ИЗВЛЕЧЁННЫЕ ДАННЫЕ –
•••••
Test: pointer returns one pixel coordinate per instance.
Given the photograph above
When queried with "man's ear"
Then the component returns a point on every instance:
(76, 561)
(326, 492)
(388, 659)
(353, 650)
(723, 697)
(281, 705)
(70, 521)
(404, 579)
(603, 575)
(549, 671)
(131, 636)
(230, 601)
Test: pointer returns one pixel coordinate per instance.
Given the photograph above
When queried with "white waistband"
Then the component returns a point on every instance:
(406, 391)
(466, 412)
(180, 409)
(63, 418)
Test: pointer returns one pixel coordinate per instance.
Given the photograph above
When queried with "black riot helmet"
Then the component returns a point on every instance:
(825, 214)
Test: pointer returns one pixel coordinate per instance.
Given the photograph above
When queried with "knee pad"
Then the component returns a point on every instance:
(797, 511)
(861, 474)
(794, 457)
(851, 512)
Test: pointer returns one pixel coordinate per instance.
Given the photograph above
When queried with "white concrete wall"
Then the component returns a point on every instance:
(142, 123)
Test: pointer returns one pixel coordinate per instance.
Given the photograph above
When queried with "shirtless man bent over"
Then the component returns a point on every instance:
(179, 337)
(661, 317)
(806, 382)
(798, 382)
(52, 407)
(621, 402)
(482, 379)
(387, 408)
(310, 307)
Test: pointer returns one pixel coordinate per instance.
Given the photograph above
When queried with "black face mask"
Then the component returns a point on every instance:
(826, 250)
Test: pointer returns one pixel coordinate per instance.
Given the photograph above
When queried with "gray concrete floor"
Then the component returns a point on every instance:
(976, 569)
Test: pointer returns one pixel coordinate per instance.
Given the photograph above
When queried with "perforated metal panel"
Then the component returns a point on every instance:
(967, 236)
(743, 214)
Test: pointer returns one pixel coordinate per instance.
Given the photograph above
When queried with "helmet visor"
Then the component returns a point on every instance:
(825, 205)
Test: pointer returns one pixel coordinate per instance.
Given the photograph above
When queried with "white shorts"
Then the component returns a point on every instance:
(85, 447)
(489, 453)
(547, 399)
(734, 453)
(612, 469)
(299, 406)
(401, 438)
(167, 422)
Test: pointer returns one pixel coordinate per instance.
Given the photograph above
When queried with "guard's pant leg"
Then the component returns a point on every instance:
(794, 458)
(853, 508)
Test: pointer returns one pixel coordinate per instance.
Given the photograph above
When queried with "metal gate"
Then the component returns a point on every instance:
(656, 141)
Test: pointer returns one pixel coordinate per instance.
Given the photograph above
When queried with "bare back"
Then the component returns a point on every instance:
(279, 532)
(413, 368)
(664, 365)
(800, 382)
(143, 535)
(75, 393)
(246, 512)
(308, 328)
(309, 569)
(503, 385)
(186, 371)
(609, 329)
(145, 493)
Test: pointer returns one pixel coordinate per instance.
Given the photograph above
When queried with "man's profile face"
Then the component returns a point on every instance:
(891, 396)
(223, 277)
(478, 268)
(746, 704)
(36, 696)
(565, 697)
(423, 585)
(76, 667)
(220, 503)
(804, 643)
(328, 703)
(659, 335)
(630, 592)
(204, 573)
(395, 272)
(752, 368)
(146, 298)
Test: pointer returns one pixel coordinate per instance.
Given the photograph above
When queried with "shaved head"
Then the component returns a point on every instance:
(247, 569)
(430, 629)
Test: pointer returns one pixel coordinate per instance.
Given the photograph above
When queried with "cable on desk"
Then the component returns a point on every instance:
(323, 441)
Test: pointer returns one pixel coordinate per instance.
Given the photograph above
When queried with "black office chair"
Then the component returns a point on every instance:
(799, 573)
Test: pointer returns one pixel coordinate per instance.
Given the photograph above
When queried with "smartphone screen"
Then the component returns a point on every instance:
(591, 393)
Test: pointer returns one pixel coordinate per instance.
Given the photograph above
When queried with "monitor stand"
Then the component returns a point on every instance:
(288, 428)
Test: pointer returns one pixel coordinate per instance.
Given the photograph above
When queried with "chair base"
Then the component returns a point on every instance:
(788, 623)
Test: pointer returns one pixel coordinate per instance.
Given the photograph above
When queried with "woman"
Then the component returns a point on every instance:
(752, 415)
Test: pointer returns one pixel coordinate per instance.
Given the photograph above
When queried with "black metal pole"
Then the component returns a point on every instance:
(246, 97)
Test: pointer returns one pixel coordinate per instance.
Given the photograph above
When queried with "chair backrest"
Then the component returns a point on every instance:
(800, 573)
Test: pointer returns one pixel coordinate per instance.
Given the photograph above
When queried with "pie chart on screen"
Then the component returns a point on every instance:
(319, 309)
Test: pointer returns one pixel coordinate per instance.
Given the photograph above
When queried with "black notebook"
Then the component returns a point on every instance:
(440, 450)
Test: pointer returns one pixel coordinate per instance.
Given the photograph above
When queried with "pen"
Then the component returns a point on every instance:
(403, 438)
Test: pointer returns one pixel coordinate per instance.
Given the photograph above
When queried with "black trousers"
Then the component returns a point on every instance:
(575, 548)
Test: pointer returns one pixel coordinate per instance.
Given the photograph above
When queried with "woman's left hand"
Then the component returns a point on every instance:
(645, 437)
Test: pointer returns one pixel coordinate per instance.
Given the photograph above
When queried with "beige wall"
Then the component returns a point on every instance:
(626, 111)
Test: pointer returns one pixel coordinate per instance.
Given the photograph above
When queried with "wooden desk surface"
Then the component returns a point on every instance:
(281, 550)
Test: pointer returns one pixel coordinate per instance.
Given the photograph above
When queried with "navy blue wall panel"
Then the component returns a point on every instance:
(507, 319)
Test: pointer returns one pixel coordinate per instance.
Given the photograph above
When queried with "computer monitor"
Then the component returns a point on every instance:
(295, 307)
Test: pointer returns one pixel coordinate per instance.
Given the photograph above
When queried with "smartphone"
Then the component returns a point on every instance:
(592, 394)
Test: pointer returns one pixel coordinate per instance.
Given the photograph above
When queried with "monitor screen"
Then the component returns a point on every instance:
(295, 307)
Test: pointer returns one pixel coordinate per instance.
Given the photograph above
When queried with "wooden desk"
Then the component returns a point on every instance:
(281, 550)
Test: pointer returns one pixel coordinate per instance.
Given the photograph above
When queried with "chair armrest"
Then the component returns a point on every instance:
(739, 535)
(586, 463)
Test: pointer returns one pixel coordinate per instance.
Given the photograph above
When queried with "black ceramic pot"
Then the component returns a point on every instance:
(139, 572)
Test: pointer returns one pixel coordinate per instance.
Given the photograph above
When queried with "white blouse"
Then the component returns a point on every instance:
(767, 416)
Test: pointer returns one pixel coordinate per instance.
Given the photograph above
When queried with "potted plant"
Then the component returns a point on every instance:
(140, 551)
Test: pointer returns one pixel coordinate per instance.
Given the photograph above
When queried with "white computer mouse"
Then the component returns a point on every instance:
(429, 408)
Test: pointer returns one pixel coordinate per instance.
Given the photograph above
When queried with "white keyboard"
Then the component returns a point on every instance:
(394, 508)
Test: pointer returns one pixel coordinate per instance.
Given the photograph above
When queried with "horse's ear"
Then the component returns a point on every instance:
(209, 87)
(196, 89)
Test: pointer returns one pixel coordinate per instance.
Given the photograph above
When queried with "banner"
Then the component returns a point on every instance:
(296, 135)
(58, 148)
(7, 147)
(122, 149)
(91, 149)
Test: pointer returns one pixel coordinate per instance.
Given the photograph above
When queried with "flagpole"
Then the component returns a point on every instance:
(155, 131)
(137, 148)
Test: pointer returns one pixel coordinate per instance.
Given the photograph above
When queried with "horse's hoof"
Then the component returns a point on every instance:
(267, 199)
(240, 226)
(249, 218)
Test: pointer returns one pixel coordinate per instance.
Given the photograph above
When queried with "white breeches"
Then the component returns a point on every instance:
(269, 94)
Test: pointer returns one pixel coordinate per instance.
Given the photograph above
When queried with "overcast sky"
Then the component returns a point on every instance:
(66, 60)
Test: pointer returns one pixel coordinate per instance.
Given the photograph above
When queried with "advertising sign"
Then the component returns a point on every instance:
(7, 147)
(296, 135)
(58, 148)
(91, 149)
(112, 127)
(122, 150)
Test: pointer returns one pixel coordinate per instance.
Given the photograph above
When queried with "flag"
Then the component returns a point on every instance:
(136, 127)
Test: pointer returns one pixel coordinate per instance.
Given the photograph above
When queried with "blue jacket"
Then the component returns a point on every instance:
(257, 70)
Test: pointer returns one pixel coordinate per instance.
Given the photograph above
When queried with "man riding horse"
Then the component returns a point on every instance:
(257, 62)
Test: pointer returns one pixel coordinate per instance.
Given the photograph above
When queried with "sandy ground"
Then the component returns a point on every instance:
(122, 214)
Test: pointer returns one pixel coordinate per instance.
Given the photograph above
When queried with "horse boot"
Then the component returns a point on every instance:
•••••
Покажите все строки выше, в которых встречается слово «monitor».

When queried with "monitor stand"
When queried with "computer monitor"
When queried with "monitor screen"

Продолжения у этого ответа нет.